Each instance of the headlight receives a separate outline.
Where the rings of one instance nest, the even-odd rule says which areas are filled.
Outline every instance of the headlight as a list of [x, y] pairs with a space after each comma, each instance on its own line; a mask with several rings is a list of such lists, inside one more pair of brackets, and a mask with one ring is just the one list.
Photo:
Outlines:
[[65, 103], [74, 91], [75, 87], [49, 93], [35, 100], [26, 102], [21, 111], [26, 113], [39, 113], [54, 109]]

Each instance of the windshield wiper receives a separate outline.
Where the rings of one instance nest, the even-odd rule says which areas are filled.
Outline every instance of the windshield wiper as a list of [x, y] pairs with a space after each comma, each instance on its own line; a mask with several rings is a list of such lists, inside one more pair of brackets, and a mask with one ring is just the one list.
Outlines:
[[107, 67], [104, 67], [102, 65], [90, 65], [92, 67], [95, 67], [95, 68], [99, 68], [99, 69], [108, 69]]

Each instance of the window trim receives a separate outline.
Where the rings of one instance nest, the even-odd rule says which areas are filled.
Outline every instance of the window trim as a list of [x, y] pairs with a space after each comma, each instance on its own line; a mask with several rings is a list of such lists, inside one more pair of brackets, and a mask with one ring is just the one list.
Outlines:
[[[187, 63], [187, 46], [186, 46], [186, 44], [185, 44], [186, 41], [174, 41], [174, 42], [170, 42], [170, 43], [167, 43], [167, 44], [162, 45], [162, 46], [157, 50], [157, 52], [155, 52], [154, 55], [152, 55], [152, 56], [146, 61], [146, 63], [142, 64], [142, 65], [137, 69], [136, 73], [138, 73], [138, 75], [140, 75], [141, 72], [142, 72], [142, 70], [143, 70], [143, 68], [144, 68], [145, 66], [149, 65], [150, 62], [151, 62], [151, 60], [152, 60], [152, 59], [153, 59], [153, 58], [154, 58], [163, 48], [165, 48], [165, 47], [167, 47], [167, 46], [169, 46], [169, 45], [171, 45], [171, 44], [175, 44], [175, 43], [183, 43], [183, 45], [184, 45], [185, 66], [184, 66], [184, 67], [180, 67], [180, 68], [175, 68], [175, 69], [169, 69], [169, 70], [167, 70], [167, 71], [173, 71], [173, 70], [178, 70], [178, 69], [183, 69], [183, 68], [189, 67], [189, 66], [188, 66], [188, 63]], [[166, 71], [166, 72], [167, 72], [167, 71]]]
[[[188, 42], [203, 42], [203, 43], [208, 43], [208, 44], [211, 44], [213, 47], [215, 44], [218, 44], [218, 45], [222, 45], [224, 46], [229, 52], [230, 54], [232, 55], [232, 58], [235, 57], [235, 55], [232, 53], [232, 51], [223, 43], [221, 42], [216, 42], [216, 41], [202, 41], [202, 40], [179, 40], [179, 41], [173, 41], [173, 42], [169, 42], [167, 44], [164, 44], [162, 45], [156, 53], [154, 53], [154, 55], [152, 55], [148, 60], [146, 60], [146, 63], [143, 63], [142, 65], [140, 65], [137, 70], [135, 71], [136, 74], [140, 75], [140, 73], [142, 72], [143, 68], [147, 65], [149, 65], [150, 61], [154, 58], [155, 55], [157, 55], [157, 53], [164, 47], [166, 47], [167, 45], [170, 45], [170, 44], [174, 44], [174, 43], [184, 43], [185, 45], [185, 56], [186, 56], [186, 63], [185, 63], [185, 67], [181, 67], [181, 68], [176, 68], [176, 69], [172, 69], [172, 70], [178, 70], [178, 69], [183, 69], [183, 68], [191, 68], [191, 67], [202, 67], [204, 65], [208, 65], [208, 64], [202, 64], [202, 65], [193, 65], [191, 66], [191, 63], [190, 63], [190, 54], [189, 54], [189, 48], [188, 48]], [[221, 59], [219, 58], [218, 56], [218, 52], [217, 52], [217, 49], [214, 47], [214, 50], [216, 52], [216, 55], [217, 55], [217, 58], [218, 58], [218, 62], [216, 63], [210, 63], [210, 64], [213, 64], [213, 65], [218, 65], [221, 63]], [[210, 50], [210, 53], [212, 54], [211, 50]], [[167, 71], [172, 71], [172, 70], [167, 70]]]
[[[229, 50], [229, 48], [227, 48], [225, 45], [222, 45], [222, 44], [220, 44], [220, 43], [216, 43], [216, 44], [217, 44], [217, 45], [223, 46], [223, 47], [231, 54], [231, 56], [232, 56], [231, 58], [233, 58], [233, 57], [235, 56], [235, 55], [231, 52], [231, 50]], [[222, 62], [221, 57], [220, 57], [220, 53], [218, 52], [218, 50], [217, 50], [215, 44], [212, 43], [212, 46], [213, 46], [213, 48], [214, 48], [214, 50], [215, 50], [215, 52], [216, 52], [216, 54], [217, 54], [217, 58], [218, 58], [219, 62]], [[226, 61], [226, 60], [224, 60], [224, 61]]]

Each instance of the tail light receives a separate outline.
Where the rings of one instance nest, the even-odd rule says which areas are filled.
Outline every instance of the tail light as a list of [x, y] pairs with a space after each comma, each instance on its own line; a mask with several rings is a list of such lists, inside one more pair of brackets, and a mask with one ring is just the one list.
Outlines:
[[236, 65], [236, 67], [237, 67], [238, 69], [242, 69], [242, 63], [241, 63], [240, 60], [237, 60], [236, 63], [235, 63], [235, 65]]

***

WHAT TO PRODUCE:
Rewrite the whole listing above, changing every "even-odd rule" to "parity rule" and leaving everything else as it is.

EXERCISE RESULT:
Each instance of the headlight receives a separate outline.
Where the rings of one instance nest, the parity rule says which areas are filled.
Outline every instance of the headlight as a list of [x, y] pairs with a space after each comma, each instance on its own line; a mask with several rings is a list of such lists, inside one more pair of brackets, and a mask with one ring is just the one list.
Photo:
Outlines:
[[65, 103], [74, 91], [75, 87], [49, 93], [35, 100], [26, 102], [21, 111], [26, 113], [39, 113], [54, 109]]

Each instance of the windshield wiper receives a separate outline.
Where the rings of one instance nest, the parity rule says which areas are filled.
Outline every instance of the windshield wiper as a list of [x, y] pairs with a space after each comma, each instance on its own line; a mask with several rings is a list of such lists, inside one more pair of brackets, and a mask with one ring is just the one list.
Outlines:
[[107, 67], [104, 67], [102, 65], [90, 65], [92, 67], [95, 67], [95, 68], [99, 68], [99, 69], [108, 69]]

Each instance of the window trim receives a separate outline.
Where the rings of one instance nest, the parity rule says which areas are filled.
Outline every instance of the window trim as a list of [x, y] pairs with a space after each comma, each instance on its own line; a mask with several rings is a list of such lists, inside one more pair of brackets, and a mask with one ring is just the one list.
Outlines:
[[[187, 63], [187, 46], [186, 46], [186, 44], [185, 44], [186, 41], [174, 41], [174, 42], [170, 42], [170, 43], [167, 43], [167, 44], [162, 45], [162, 46], [157, 50], [157, 52], [155, 52], [154, 55], [152, 55], [152, 56], [146, 61], [146, 63], [142, 64], [142, 65], [137, 69], [136, 73], [138, 73], [138, 75], [140, 75], [141, 72], [142, 72], [142, 70], [143, 70], [143, 68], [144, 68], [145, 66], [149, 65], [150, 62], [151, 62], [151, 60], [152, 60], [152, 59], [153, 59], [153, 58], [154, 58], [163, 48], [165, 48], [165, 47], [167, 47], [167, 46], [169, 46], [169, 45], [171, 45], [171, 44], [175, 44], [175, 43], [183, 43], [183, 45], [184, 45], [185, 66], [184, 66], [184, 67], [180, 67], [180, 68], [175, 68], [175, 69], [169, 69], [169, 70], [167, 70], [167, 71], [173, 71], [173, 70], [178, 70], [178, 69], [183, 69], [183, 68], [189, 67], [189, 66], [188, 66], [188, 63]], [[166, 71], [166, 72], [167, 72], [167, 71]]]
[[[188, 42], [203, 42], [203, 43], [208, 43], [208, 44], [211, 44], [213, 47], [215, 44], [218, 44], [218, 45], [222, 45], [224, 46], [229, 52], [230, 54], [232, 55], [232, 58], [235, 57], [235, 55], [232, 53], [232, 51], [223, 43], [221, 42], [216, 42], [216, 41], [202, 41], [202, 40], [179, 40], [179, 41], [173, 41], [173, 42], [169, 42], [167, 44], [164, 44], [162, 45], [156, 53], [154, 53], [154, 55], [152, 55], [148, 60], [146, 60], [146, 63], [143, 63], [142, 65], [140, 65], [137, 70], [135, 71], [136, 74], [140, 75], [140, 73], [142, 72], [143, 68], [147, 65], [149, 65], [150, 61], [154, 58], [155, 55], [157, 55], [157, 53], [164, 47], [166, 47], [167, 45], [170, 45], [170, 44], [174, 44], [174, 43], [184, 43], [185, 45], [185, 56], [186, 56], [186, 63], [185, 63], [185, 67], [181, 67], [181, 68], [176, 68], [176, 69], [172, 69], [172, 70], [178, 70], [178, 69], [183, 69], [183, 68], [191, 68], [191, 67], [202, 67], [204, 65], [208, 65], [208, 64], [202, 64], [202, 65], [193, 65], [191, 66], [191, 63], [190, 63], [190, 54], [189, 54], [189, 48], [188, 48]], [[221, 59], [219, 58], [218, 56], [218, 52], [217, 52], [217, 49], [214, 47], [214, 50], [216, 52], [216, 55], [217, 55], [217, 58], [218, 58], [218, 62], [216, 63], [210, 63], [210, 64], [213, 64], [213, 65], [218, 65], [221, 63]], [[210, 50], [210, 53], [212, 54], [211, 50]], [[167, 71], [172, 71], [172, 70], [167, 70]]]
[[[229, 50], [229, 48], [227, 48], [225, 45], [222, 45], [222, 44], [220, 44], [220, 43], [216, 43], [216, 44], [217, 44], [217, 45], [223, 46], [223, 47], [231, 54], [231, 56], [232, 56], [231, 58], [233, 58], [233, 57], [235, 56], [235, 55], [231, 52], [231, 50]], [[222, 62], [221, 57], [220, 57], [220, 53], [218, 52], [218, 50], [217, 50], [215, 44], [212, 43], [212, 46], [213, 46], [213, 48], [214, 48], [214, 50], [215, 50], [215, 52], [216, 52], [216, 54], [217, 54], [217, 58], [218, 58], [219, 62]], [[226, 61], [226, 60], [224, 60], [224, 61]]]

Each instance of the tail light receives a separate outline.
Where the rings of one instance nest, the parity rule says which areas are filled.
Outline every instance of the tail light as a list of [x, y] pairs with a space after each comma, each instance on its own line; a mask with several rings is a list of such lists, inside one more pair of brackets, and a mask with one ring is just the one list.
Outlines:
[[236, 65], [236, 67], [237, 67], [238, 69], [242, 69], [242, 63], [241, 63], [240, 60], [237, 60], [236, 63], [235, 63], [235, 65]]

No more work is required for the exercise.